Aim of the task -
Among the lines below, restate word for word only those from the line with "[locate] the red" through the line with "[locate] the rectangular", with both end lines kept.

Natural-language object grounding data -

────

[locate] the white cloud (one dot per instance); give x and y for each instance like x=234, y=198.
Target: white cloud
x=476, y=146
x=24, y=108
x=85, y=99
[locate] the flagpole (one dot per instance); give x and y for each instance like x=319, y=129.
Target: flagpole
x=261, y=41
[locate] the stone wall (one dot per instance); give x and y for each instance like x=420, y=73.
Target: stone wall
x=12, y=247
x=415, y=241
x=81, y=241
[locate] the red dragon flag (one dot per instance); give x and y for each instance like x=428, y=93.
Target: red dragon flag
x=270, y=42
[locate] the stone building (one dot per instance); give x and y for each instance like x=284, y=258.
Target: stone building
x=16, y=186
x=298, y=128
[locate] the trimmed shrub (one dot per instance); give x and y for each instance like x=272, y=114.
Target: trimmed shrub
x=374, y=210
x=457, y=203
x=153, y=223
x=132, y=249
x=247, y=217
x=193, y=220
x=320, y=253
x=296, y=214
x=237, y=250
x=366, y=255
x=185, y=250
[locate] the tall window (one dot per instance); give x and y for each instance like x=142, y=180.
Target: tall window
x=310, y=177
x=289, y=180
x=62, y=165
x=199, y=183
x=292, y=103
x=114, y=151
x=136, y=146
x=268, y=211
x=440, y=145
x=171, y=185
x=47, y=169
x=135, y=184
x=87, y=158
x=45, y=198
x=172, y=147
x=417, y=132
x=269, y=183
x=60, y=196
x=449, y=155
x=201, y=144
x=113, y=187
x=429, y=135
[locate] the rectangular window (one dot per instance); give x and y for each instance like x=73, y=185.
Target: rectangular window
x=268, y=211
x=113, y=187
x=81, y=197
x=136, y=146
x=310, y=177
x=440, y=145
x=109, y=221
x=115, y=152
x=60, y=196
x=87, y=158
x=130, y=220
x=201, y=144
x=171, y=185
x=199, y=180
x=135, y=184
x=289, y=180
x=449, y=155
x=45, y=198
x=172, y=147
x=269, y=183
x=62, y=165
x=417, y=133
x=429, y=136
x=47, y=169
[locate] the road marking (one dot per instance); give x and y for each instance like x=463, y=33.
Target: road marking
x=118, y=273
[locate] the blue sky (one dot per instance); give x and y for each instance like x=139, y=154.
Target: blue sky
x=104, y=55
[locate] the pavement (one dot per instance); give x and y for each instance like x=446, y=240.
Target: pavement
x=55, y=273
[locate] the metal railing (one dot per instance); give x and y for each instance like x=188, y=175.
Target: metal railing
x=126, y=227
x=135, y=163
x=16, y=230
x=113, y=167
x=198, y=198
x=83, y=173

────

Expected answer -
[locate] the red dragon flag (one dot per instance); give x and y for each instance like x=428, y=93.
Target: red dragon flag
x=270, y=42
[locate] the stone building (one dot per instance); give x and y for each instance like x=284, y=258.
Target: stone building
x=16, y=186
x=298, y=128
[locate] the trimmed shrub (one dot per instance); give x and y for each instance like x=272, y=114.
Target: trimmed shrub
x=374, y=210
x=457, y=203
x=153, y=223
x=132, y=249
x=247, y=217
x=193, y=220
x=320, y=253
x=296, y=214
x=237, y=250
x=366, y=255
x=185, y=250
[locate] the tall window (one dot per instance); give x and y for each instance like x=142, y=180.
Target: tall window
x=310, y=177
x=289, y=180
x=62, y=165
x=199, y=183
x=292, y=103
x=114, y=151
x=136, y=146
x=268, y=211
x=440, y=145
x=171, y=185
x=47, y=169
x=135, y=184
x=87, y=158
x=45, y=198
x=172, y=147
x=417, y=132
x=269, y=183
x=60, y=196
x=449, y=155
x=201, y=144
x=113, y=187
x=429, y=135
[locate] the rectangular window (one dot per instance); give x and y for each instance like x=73, y=185.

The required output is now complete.